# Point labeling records

--- START ---

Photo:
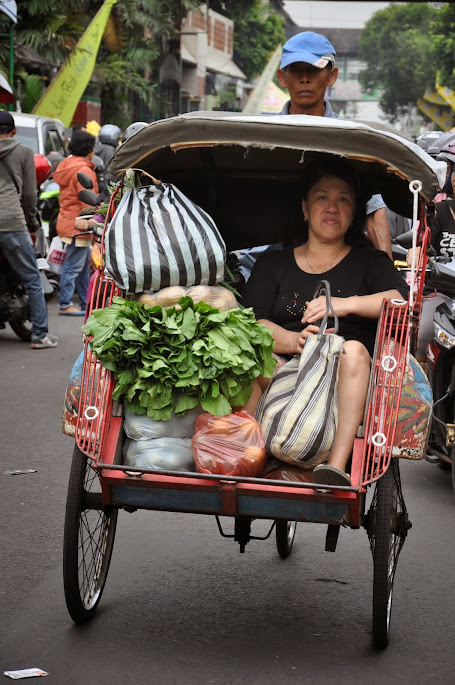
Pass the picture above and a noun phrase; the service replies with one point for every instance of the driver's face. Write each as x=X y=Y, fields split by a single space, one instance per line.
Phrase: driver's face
x=307 y=85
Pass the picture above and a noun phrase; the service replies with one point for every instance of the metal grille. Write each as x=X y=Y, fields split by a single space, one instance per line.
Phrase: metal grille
x=387 y=374
x=95 y=406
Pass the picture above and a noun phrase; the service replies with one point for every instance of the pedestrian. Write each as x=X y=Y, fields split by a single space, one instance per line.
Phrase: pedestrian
x=17 y=218
x=75 y=274
x=306 y=70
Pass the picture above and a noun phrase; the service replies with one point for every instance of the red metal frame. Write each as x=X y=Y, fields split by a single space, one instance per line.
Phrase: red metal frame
x=99 y=436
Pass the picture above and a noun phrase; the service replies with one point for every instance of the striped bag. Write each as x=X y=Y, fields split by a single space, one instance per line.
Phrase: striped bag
x=158 y=238
x=298 y=413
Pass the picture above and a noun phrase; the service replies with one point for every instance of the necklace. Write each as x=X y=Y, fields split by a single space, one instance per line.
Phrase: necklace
x=329 y=266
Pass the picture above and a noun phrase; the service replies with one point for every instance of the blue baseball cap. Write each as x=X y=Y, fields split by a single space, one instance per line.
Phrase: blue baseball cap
x=309 y=47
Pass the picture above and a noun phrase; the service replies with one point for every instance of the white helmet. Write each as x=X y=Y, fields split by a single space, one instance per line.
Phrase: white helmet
x=133 y=129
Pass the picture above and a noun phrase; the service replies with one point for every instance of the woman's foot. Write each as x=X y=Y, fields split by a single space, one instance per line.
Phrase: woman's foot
x=71 y=311
x=325 y=474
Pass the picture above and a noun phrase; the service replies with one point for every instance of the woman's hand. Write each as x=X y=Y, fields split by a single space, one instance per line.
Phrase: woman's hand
x=409 y=256
x=307 y=332
x=82 y=225
x=315 y=309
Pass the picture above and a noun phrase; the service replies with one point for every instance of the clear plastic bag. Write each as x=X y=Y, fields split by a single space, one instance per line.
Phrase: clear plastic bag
x=142 y=427
x=229 y=445
x=169 y=454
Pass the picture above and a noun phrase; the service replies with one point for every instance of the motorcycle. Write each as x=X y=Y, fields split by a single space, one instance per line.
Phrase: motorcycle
x=440 y=355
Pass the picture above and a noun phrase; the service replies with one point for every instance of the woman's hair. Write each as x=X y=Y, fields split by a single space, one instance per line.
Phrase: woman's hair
x=342 y=169
x=81 y=143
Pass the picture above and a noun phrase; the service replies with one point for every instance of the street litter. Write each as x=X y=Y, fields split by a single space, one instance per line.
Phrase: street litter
x=25 y=673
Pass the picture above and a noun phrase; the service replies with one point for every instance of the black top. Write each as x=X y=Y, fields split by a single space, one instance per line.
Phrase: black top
x=278 y=289
x=443 y=228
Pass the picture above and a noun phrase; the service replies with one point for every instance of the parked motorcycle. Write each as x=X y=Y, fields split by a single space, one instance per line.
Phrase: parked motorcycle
x=440 y=355
x=441 y=369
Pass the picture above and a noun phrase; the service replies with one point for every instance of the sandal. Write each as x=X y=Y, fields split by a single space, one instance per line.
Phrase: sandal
x=71 y=311
x=325 y=474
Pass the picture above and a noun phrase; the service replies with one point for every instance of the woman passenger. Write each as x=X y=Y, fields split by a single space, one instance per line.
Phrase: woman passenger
x=335 y=248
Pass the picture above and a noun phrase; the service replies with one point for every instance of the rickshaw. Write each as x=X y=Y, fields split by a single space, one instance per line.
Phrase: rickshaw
x=244 y=170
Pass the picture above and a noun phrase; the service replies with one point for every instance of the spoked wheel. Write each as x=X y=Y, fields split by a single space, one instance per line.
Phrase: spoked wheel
x=285 y=533
x=387 y=526
x=88 y=540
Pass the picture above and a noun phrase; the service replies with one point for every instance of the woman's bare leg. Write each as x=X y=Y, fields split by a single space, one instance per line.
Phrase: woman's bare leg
x=353 y=379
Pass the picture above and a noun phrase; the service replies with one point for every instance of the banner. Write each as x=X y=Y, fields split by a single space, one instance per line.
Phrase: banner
x=62 y=97
x=9 y=8
x=256 y=98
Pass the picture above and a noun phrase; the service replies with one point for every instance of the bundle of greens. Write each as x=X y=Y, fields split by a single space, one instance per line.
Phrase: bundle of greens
x=171 y=360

--- END ---

# What the task asks
Retype the records word for word, beginning with the line that contains "the woman passenger." and ending after the last line of the records.

# Full answer
Pass the picture above and a noun phrase; the service replies with one point for every instance of the woman passenger. Write each as x=X y=Y, fields split by a single space, one instance per line.
Phrase: woman passenger
x=335 y=248
Pass the picture above and a noun phrase; the service replies with one point for every instance of the rickshaw. Write each as x=X y=Y, fields split by a single space, one instance per line.
Phrase: rickshaw
x=244 y=170
Pass the picture above and a noun phrase; the service replies with one point for every instance of the spoked wheel. Write each as x=X y=Y, fields split by a single space, one instance per line.
Phrase: spoked wheel
x=285 y=533
x=387 y=526
x=88 y=540
Pass the picture above and a noun phrase; the service replies with one point for every instance of the woman's bare leg. Write each as x=X y=Y, fields split by a single space, one instance per line.
Phrase: woman's bare leg
x=353 y=379
Pass the picture above and a noun phrase; the service replies with one point for every instance of the banner. Write each as x=X y=Y, fields split by a single space, one instance per line.
Phrase: banner
x=62 y=97
x=9 y=8
x=256 y=98
Pass the picture above and a noun phrase; the service replies with one point for every instance of the bundle of greens. Write each as x=X y=Y, fields split by a single space, one instance per line.
Phrase: bundle of greens
x=171 y=360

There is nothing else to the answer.